▶ **Text**

^^^^

Recently some of my commenters went back to their blogs, pointing the finger here and quoting Bible verses containing the text “Judge not Lest Ye Not Be Judged”, from the sermon on the mount. I just thought I’d throw my 2 cents out there on this, since these Christian-hating posts were directed at me. In many cases like that one, their hatred of Christians and bigotry are showing. (I would link but the one in particularly that I’m referencing which I left comments on, was taken down.)
First, I’d like to point you in the direction of Jean Bethke Elshtain’s piece, “Judge Not?” In this piece, she weighs the ethics of judgement and how we’ve gone astray from our moral foundations and underpinnings with such things as “sensitivity training” and “political correctness”.

^^^^

▶ **Supplied data**
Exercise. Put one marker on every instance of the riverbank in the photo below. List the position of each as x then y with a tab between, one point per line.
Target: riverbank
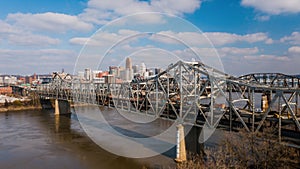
21	108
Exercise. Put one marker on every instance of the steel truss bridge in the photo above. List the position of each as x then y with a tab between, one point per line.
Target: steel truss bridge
196	94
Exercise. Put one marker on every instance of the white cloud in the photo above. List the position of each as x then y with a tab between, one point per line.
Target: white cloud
274	7
100	12
53	22
39	60
267	58
294	38
233	51
262	18
16	36
294	50
217	38
105	38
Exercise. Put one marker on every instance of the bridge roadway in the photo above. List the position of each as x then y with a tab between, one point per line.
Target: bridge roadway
196	94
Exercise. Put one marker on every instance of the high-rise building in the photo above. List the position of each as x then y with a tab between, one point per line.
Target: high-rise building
88	74
128	63
142	69
135	69
128	71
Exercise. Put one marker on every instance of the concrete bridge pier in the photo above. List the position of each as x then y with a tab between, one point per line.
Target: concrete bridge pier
180	147
61	107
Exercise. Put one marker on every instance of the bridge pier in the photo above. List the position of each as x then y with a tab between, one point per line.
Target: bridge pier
180	147
61	107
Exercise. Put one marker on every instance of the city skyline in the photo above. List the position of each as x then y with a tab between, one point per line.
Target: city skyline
46	36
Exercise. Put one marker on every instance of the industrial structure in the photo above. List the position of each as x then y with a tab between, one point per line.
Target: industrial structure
196	94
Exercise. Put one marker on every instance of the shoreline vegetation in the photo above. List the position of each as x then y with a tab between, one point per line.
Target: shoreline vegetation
11	103
21	108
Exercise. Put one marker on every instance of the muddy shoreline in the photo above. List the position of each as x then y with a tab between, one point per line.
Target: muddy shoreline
21	108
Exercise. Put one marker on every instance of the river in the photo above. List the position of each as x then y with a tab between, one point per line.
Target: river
40	140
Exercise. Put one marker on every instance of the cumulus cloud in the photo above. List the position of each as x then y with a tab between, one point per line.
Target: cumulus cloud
217	38
42	60
100	12
294	38
53	22
294	50
267	58
17	36
273	7
233	51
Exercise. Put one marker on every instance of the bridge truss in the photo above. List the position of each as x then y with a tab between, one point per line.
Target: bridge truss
196	94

^^^^

▶ **Jobs**
(1) Reproduce the listing word for word, from the line containing "Exercise. Put one marker on every instance of the city" through the end of the listing, both included.
(2) Write the next part of the blog post on judging, picking up after its last sentence.
The listing is unrelated to the blog post on judging.

▶ **Written responses**
(1)
Exercise. Put one marker on every instance of the city skyline in the photo above. List the position of each as x then y with a tab between, one point per line.
Target: city skyline
46	36
Exercise. Put one marker on every instance of the industrial structure in the photo above. List the position of each as x then y with a tab between, one point per line.
Target: industrial structure
196	94
Exercise. Put one marker on every instance of the shoreline vegetation in the photo above. List the position of each as x then y with a tab between, one point per line.
Target: shoreline vegetation
11	103
21	108
Exercise. Put one marker on every instance of the muddy shoreline in the photo above. List the position of each as x then y with a tab between, one point per line.
Target: muddy shoreline
21	108
Exercise. Put one marker on every instance of the river in the photo above. List the position of each as x then y with a tab between, one point per line.
Target: river
40	140
Exercise. Put one marker on every instance of the cumulus cloud in the photo above. List the position of each as x then y with a tab between, one point per line.
Target: cumulus cloud
217	38
42	60
100	12
294	38
53	22
294	50
267	58
17	36
273	7
233	51
Exercise. Put one marker on every instance of the bridge truss in the photo above. List the position of each as x then y with a tab between, one point per line.
Target: bridge truss
196	94

(2)
She says,
…what is at stake is the capacity to make judgments as an ethical issue of the gravest sort, and along with it, the discernment of what it means to judge well. In other words, we need a clear sense of why judging is important and what is involved in the activity of judging, and we need a way to distinguish between rash judging-not judging well-and the kind of judging that lies at the heart of what it means to be a self-respecting human subject in a community of other equally self-respecting subjects.
Now the heart of what Anna and Quackenbush were complaining about is my pointing out, along with many many others, the fact that in the war in Iraq, The Enemy is Islam. An even, with the murders of the Armanious Family, the enemy is still Islam. What I clearly see here is the level to which appeasement has gone. These people are not able to discern or judge things which are plain to regular people, which is deeply disturbing to me.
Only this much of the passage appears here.